Instructions for the task: Restate all of the data exactly.

Supplied entries:
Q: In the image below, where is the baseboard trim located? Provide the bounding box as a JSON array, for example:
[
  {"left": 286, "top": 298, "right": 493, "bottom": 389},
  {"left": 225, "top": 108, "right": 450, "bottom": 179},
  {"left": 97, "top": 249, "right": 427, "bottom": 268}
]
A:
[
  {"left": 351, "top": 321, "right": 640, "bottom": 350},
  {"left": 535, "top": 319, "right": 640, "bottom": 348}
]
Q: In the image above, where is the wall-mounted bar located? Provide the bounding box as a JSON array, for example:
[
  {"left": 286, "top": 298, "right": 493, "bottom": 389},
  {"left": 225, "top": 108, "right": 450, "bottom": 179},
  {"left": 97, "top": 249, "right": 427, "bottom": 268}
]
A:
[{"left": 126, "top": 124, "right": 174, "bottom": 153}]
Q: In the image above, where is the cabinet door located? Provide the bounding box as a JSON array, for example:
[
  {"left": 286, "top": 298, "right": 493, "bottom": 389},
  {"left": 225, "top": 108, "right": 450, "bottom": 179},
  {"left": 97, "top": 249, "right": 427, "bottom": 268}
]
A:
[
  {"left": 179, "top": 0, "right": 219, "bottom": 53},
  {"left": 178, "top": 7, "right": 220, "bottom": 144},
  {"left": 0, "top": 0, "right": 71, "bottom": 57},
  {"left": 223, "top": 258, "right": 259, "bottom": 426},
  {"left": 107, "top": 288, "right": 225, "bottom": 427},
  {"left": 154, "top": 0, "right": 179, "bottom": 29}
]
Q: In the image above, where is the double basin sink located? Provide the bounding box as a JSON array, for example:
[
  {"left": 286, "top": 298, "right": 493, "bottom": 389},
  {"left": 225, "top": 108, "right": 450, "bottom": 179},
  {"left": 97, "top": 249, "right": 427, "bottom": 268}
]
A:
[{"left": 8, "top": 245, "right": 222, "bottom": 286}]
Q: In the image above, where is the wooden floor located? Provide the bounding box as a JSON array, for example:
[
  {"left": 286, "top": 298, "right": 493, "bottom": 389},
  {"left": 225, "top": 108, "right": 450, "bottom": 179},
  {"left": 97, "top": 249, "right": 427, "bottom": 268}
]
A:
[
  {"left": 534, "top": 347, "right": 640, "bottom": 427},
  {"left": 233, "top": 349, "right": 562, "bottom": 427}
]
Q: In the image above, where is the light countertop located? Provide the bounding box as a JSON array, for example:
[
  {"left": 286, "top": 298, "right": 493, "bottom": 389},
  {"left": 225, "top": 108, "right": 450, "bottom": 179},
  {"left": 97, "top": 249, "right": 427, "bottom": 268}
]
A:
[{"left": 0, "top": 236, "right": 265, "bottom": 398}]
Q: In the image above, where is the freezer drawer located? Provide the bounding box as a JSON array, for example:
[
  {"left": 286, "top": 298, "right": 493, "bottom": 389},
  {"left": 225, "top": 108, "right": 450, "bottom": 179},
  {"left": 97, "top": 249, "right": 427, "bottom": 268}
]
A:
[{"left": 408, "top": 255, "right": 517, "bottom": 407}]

Task response:
Q: In the image below, where is the baseboard trim located? Provide the bounding box as a JSON array, for example:
[
  {"left": 286, "top": 298, "right": 493, "bottom": 389},
  {"left": 225, "top": 108, "right": 450, "bottom": 179},
  {"left": 97, "top": 249, "right": 427, "bottom": 268}
]
A:
[
  {"left": 351, "top": 321, "right": 640, "bottom": 350},
  {"left": 535, "top": 319, "right": 640, "bottom": 348}
]
Q: In the image above, where is the wall-mounted bar located? Provide the bounding box as a JSON array, for example:
[
  {"left": 286, "top": 298, "right": 493, "bottom": 389},
  {"left": 225, "top": 108, "right": 450, "bottom": 179},
  {"left": 97, "top": 249, "right": 427, "bottom": 268}
]
A:
[{"left": 126, "top": 124, "right": 174, "bottom": 153}]
Q: In the image above, where is the cabinet door located? Provide the bounding box as a JSON array, for example:
[
  {"left": 286, "top": 298, "right": 493, "bottom": 389},
  {"left": 225, "top": 108, "right": 450, "bottom": 179},
  {"left": 97, "top": 249, "right": 427, "bottom": 268}
]
A:
[
  {"left": 179, "top": 0, "right": 219, "bottom": 53},
  {"left": 178, "top": 7, "right": 220, "bottom": 144},
  {"left": 0, "top": 0, "right": 71, "bottom": 57},
  {"left": 223, "top": 258, "right": 259, "bottom": 426},
  {"left": 107, "top": 288, "right": 225, "bottom": 427},
  {"left": 154, "top": 0, "right": 179, "bottom": 29}
]
Q: In the image above, where is the double basin sink located? Provide the bounding box as a JSON array, for example:
[
  {"left": 286, "top": 298, "right": 493, "bottom": 389},
  {"left": 225, "top": 108, "right": 450, "bottom": 179},
  {"left": 97, "top": 249, "right": 427, "bottom": 268}
]
A:
[{"left": 8, "top": 245, "right": 222, "bottom": 286}]
Q: In the image above, where is the wooden floor located? Provide the bounding box as a JSON array, for example:
[
  {"left": 286, "top": 298, "right": 493, "bottom": 389},
  {"left": 225, "top": 108, "right": 450, "bottom": 179},
  {"left": 97, "top": 249, "right": 427, "bottom": 268}
]
A:
[
  {"left": 534, "top": 347, "right": 640, "bottom": 427},
  {"left": 233, "top": 349, "right": 562, "bottom": 427}
]
Q: In the image above, where is the light countertop located? Provide the bounding box as a JSON array, for example:
[
  {"left": 286, "top": 298, "right": 493, "bottom": 389},
  {"left": 225, "top": 108, "right": 450, "bottom": 179},
  {"left": 97, "top": 249, "right": 427, "bottom": 268}
]
A:
[{"left": 0, "top": 236, "right": 265, "bottom": 398}]
Q: In the image above, where is the freezer drawer located? Provide the bounding box as a JSON array, for example:
[
  {"left": 286, "top": 298, "right": 493, "bottom": 389},
  {"left": 225, "top": 108, "right": 450, "bottom": 179},
  {"left": 97, "top": 249, "right": 427, "bottom": 268}
]
A:
[{"left": 408, "top": 255, "right": 517, "bottom": 407}]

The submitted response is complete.